Такой увидел Кяхту в ноябре 1885 года И. И. Попов, воспоминания которого здесь уже приводились. Мы были в Кяхте в октябре 1985-го, без одного месяца спустя ровно сто лет.
В гостином дворе расположилась прядильно-трикотажная фабрика. Воскресенский собор, когда-то сказочно богатый и красивый, красоту которого подновлял после итальянцев Николай Бестужев, пострадал больше
всего — точно по тому же самому закону за степень красоты и богатства. Теперь собор в лесах реставрации, которая затянулась на пятнадцать лет, после чего решено устроить в нем музей географических открытий в Центральной Азии. Дело хорошее, и в Кяхте самое место такому музею, только когда это еще будет! А пока слепо и безучастно, то ли оживленный, да потерявший интерес к жизни, то ли в рост замумифицированный, стоит собор в двадцати шагах от пограничного шлагбаума и так и кажется, что жмется к нему, отжимаясь от той стороны, где за папертью проходила улица с бульваром и общественным садом.Ни сада, ни бульвара, ни, добавим, пруда нет и в помине. И быльем, и травой поросло, давно занялось пустырем, по которому фабрика начинает ставить одноэтажные жилые строения. От улицы миллионеров осталось три дома: один, вблизи границы, принадлежал, вероятно, Швецову, образованному человеку, знавшему языки и европейскую культуру и державшему для детей в этом доме гувернантку, что в Кяхте не было принято; второй дом на противоположном конце и в памяти людской потерял хозяина, третий на средине улицы… вот тут, когда разбирали на дрова или перевозили за границу непролетарские усадьбы, кто-то, чей-то охранительный промысел удержал решительную руку… этот дом принадлежал А. М. Лушникову. И в смерти не скупилась судьба на широкие жесты кяхтинцам: А. В. Швецов похоронен в Швейцарии, а А. М. Лушников — на своей даче в Усть-Киране, в тридцати верстах от Кяхты. Купол Троицкой церкви, главного храма в городе, выстроен был в свое время купцами в форме глобуса — как напоминание о возможном поле деятельности для торговли. Но купол-глобус лет тридцать назад сгорел, а могилы кяхтинцев и действительно рассеяны по всему белу свету.

Собранные данные —
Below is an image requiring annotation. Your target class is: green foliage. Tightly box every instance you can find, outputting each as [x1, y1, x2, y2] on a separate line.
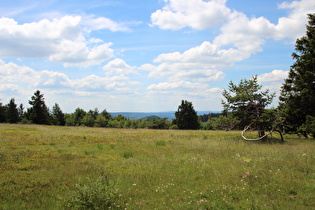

Условие задания — Обнови фрагмент текста о Кяхте, который начинается словами «Такой увидел Кяхту» и заканчивается словами «ровно сто лет.», заменив в нем «воспоминания» на «записки».

Образец ответа —
Такой увидел Кяхту в ноябре 1885 года И. И. Попов, записки которого здесь уже приводились. Мы были в Кяхте в октябре 1985-го, без одного месяца спустя ровно сто лет.